Ele
é acusado de ter liderado um suposto plano de
golpe de Estado após ter perdido a eleição de 2022 para o
presidente Luiz
Inácio Lula da Silva (PT). O ex-presidente nega.
Bolsonaro está inelegível até 2030 após duas condenações por crimes eleitorais em 2023.
Ainda
assim, bolsonaristas e o próprio ex-presidente não deixam de colocar seu nome
como uma
candidatura possível e viável para as próximas eleições. E aliados buscam
abrir caminhos
para anistiar Bolsonaro no Congresso Nacional.
Mas
especialistas ouvidos pela BBC News Brasil afirmam que a denúncia da PGR,
somada à sua inelegibilidade, sela a inviabilidade do ex-presidente na disputa
presidencial de 2026.
A
PGR pede que Bolsonaro responda pelos crimes de golpe de Estado, abolição
violenta do Estado Democrático de Direito, organização criminosa armada, dano
qualificado pela violência e grave ameaça contra o patrimônio da União e
deterioração de patrimônio tombado.
Ainda
que um movimento pró-anistia tente alimentar a expectativas da base
bolsonarista em trazer seu líder de volta ao jogo político, a denúncia criminal
reforça a gravidade da situação jurídica do ex-presidente, diz a cientista
política Luciana Santana, professora da Universidade Federal de Alagoas (UFAL).
"Havia
um movimento muito forte para dar esperança ao eleitorado bolsonarista de que
Bolsonaro poderia se livrar desse processo, ganhar a anistia e disputar a
eleição", diz a professora.
"Mas,
agora, com a denúncia, há uma concretude muito maior para os fatos que envolvem
o presidente na tentativa de golpe. Antes se falava muito em indícios, mas,
quando chega uma denúncia, com este volume de informações, dificilmente os
planos de Bolsonaro para 2026 vão vingar."
A
Primeira Turma do Superior Tribunal Federal (STF), formada por cinco membros da
Corte, vai analisar se aceita a denúncia e abre um processo contra o
ex-presidente — mas não há um prazo para essa decisão.
Integram
essa turma os ministros Alexandre de Moraes (relator do caso), Cármen Lúcia,
Luiz Fux, Cristiano Zanin e Flávio Dino.
O
vácuo de poder que pode ser deixado por Bolsonaro impulsiona uma disputa por
sua sucessão no campo político à direita.
Nomes
como o do governador de São Paulo, Tarcísio de Freitas (Republicanos), o
governador de Goiás, Ronaldo Caiado (União Brasil) e até figuras
consideradas outsiders da política, como o coach Pablo
Marçal, tentam se projetar como líderes desse campo.
Santana
avalia que o desdobramento da denúncia contra o ex-presidente pode encorajar o
surgimento de novos nomes na direita para a disputa em 2026.
"Esse
episódio agora — e a depender da resposta que a defesa vai apresentar ao STF e
se a corte vai acatar a denúncia integralmente ou não — vai nos dar elementos
mais precisos sobre esse novo contexto", afirma a cientista política.
"Também
pode encorajar mais esses pré-candidatos ou nomes alternativos a Bolsonaro a se
apresentarem efetivamente."

* _Tarefas_:
A: Resuma a reportagem sobre Bolsonaro em duas frases.
B: Reescreva o trecho da reportagem sobre Bolsonaro que vai de "Bolsonaro está inelegível" até "presidencial de 2026.", inclusive, substituindo "especialistas" por "analistas".
C: Escreva a continuação da reportagem sobre Bolsonaro a partir da última frase apresentada.
Não é preciso usar a listagem.

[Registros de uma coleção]
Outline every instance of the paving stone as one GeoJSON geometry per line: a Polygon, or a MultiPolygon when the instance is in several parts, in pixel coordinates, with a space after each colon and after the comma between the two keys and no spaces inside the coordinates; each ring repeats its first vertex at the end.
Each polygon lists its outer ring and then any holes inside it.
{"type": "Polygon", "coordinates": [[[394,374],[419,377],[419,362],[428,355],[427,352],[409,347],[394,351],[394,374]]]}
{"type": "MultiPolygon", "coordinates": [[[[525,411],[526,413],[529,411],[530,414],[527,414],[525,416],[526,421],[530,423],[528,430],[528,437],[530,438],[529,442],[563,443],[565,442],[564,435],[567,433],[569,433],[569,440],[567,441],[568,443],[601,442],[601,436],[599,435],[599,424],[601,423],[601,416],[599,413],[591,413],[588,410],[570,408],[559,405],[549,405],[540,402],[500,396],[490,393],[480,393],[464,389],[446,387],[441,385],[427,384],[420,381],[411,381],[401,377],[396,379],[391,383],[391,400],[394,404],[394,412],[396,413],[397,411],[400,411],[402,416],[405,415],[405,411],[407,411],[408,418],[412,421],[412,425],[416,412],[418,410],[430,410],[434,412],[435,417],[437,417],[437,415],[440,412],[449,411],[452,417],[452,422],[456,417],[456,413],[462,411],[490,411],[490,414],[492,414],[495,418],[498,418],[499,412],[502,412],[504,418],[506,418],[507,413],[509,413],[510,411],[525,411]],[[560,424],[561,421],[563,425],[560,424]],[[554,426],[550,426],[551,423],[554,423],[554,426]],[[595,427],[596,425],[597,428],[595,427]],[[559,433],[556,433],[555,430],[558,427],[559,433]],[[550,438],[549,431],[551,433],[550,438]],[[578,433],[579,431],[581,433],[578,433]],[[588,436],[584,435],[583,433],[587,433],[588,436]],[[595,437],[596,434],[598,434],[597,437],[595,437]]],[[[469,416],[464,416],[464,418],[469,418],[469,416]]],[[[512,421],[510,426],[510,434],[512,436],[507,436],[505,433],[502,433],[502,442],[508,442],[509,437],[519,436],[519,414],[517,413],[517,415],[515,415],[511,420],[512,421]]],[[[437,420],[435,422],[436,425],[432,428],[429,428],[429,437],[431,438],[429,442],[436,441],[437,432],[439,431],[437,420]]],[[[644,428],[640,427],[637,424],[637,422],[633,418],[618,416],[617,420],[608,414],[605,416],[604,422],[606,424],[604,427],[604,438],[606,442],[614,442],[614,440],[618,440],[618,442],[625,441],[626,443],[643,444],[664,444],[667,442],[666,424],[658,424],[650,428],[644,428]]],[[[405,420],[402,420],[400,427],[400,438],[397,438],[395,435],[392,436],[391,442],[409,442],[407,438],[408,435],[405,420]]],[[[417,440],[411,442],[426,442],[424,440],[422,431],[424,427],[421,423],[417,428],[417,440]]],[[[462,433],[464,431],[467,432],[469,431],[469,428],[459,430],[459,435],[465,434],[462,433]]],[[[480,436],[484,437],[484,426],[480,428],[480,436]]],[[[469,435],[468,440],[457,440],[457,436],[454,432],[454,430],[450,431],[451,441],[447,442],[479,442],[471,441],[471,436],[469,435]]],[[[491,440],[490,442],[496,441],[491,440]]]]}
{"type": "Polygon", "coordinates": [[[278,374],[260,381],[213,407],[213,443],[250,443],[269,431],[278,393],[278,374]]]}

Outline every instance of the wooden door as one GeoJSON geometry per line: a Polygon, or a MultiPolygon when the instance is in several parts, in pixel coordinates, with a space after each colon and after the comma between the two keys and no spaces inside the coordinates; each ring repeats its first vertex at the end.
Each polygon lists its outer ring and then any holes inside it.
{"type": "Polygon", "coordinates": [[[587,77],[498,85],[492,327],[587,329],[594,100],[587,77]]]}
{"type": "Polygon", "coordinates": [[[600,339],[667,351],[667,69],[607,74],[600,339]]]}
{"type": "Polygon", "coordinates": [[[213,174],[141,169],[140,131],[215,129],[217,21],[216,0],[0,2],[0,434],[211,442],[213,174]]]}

* _Respostas do exercício_:
A: Especialistas ouvidos pela BBC News Brasil afirmam que a denúncia da PGR contra Bolsonaro, acusado de ter liderado um suposto plano de golpe de Estado após perder a eleição de 2022, somada à sua inelegibilidade até 2030, sela a inviabilidade do ex-presidente na disputa presidencial de 2026. A Primeira Turma do STF vai analisar se aceita a denúncia, enquanto nomes como Tarcísio de Freitas, Ronaldo Caiado e Pablo Marçal tentam se projetar como líderes da direita.

B:
Bolsonaro está inelegível até 2030 após duas condenações por crimes eleitorais em 2023.
Ainda
assim, bolsonaristas e o próprio ex-presidente não deixam de colocar seu nome
como uma
candidatura possível e viável para as próximas eleições. E aliados buscam
abrir caminhos
para anistiar Bolsonaro no Congresso Nacional.
Mas
analistas ouvidos pela BBC News Brasil afirmam que a denúncia da PGR,
somada à sua inelegibilidade, sela a inviabilidade do ex-presidente na disputa
presidencial de 2026.

C:
'Condenação de Bolsonaro é praticamente certa'
O cientista político Claudio Couto avalia que a inelegibilidade do ex-presidente e uma possível condenação antes das eleições devem forçar seu grupo político a buscar alternativas para a disputa.
"Se
já contávamos com esse processo de denúncia, que sabíamos que iria começar, a
situação de Bolsonaro permanece praticamente a mesma: inelegível e, muito
provavelmente, preso antes de 2026,
o que o deixaria fora da disputa", afirma Couto.
A
principal questão, segundo Couto, é como Bolsonaro e seu grupo irão conduzir
esse processo sem que ele possa concorrer.
O
cientista político traça um paralelo com a estratégia adotada por Lula em 2018
na disputa com o próprio Bolsonaro.
Antes
de sua prisão, Lula prolongou sua candidatura ao máximo antes de ser
substituído por Fernando Haddad (PT).
"Ele
tentou transferir seu prestígio eleitoral para Haddad, o que conseguiu, mas não
o suficiente para vencer a eleição", analisa Couto.
Bolsonaro,
diz o cientista político, tem duas possibilidades: a primeira seria seguir o
mesmo caminho de Lula e esticar a corda até onde for possível para tentar se
manter como um nome viável.
Mas
isso vai "bagunçar o campo da direita", na avaliação de Couto.
"Se
ele seguir a lógica do Lula, ele embola o meio de campo, porque é um nome
inviável eleitoralmente, mas muitos eleitores vão continuar acreditando que
podem votar nele, pelo menos em um primeiro turno", diz o analista.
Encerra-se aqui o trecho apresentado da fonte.